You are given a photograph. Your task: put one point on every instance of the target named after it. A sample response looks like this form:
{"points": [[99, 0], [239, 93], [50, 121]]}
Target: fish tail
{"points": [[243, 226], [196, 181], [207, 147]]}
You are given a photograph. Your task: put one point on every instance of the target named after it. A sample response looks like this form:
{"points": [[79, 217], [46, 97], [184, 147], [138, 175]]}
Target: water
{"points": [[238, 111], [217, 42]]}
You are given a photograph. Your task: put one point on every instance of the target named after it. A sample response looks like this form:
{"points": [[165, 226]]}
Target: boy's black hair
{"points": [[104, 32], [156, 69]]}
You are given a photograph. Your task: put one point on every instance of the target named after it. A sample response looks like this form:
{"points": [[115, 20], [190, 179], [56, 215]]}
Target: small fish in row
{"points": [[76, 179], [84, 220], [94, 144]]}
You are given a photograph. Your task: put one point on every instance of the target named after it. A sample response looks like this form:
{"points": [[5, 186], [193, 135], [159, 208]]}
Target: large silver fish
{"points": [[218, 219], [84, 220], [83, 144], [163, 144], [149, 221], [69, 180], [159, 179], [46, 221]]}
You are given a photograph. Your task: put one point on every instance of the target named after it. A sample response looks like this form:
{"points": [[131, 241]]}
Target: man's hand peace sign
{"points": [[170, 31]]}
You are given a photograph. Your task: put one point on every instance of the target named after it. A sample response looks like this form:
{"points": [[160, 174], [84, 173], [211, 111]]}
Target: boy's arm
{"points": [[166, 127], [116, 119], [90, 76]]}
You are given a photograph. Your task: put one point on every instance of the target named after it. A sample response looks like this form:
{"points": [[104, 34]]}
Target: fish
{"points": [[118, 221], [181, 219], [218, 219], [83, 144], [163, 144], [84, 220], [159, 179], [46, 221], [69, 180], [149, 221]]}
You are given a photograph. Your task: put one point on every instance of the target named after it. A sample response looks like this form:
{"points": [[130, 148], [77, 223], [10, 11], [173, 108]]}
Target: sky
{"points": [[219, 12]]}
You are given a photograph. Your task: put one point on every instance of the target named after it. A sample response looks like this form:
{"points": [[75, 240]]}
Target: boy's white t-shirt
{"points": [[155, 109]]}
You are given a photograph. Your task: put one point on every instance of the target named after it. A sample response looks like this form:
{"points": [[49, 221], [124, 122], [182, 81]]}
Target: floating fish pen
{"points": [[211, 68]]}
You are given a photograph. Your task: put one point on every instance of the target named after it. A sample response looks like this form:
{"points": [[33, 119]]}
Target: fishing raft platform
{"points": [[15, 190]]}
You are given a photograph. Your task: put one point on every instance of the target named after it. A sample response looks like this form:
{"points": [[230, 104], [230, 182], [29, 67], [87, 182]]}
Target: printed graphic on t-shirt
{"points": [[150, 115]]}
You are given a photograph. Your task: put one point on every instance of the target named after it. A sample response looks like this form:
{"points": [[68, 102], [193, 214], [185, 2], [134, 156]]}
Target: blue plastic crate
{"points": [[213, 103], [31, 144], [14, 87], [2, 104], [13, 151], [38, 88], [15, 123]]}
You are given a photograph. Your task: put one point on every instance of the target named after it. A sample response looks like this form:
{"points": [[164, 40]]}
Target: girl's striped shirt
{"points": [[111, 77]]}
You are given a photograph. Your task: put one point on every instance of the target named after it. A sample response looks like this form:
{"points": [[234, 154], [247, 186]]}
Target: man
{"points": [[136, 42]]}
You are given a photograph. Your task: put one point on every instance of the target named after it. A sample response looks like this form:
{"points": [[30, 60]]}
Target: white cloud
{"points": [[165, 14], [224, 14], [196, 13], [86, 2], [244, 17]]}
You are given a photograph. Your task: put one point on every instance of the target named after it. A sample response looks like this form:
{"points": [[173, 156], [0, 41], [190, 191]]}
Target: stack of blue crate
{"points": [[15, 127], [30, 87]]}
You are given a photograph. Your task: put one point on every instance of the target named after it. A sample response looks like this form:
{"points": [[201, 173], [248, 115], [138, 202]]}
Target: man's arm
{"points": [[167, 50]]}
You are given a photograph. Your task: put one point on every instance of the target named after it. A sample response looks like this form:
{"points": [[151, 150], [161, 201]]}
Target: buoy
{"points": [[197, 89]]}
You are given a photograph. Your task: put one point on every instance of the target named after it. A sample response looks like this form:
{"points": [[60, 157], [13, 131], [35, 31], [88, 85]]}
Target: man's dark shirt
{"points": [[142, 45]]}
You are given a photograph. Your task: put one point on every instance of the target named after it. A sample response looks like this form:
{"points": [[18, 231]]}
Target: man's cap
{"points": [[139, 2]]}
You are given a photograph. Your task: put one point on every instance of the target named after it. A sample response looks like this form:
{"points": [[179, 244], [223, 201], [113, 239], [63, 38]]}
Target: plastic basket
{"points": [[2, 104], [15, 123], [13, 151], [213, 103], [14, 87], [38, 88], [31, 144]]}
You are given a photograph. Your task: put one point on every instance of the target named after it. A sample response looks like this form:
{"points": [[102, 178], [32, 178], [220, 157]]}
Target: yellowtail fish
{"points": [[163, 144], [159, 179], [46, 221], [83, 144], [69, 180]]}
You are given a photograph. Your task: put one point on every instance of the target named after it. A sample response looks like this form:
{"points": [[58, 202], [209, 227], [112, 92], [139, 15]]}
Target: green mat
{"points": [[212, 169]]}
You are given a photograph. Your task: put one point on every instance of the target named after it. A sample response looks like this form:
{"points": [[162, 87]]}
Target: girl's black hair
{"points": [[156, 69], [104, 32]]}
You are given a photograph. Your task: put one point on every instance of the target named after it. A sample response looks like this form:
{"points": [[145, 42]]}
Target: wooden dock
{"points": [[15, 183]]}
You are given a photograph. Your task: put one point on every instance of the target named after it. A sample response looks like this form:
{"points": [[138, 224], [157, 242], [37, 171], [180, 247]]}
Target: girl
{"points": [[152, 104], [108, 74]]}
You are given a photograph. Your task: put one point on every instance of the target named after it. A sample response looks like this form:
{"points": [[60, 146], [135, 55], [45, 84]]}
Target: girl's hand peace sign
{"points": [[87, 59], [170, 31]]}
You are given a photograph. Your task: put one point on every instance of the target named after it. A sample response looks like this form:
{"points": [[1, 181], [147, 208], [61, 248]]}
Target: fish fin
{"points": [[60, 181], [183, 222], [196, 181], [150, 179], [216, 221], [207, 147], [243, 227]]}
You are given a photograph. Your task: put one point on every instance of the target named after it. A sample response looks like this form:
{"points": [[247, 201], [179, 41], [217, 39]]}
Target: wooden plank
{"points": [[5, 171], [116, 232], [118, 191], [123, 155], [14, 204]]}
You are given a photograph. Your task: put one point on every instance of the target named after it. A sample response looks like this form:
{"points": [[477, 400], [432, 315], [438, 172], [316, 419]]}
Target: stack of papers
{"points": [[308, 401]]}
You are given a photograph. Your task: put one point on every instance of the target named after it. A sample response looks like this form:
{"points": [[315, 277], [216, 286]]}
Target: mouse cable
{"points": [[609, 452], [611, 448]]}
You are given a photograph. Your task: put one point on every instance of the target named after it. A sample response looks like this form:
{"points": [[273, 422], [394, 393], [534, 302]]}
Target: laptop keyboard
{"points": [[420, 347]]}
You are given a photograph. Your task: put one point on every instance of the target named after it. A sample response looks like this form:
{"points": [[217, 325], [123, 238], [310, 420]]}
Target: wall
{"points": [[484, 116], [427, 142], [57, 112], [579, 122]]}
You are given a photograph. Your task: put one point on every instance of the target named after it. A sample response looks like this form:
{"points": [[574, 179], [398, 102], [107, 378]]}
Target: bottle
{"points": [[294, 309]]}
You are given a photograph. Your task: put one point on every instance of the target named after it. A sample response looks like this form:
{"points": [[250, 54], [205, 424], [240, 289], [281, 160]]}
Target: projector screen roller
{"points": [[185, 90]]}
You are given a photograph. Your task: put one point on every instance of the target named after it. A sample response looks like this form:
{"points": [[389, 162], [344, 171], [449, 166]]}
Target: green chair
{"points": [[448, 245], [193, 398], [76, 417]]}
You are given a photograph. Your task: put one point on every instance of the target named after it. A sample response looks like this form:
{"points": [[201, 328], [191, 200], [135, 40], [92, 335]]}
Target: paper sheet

# # #

▸ **WHAT IS EXPECTED**: Please pull out every line of the items above that contains the string "black", copying each one in full. Case counts.

▸ **RESULT OF THIS TASK**:
Target: boy's black hair
Target: girl's black hair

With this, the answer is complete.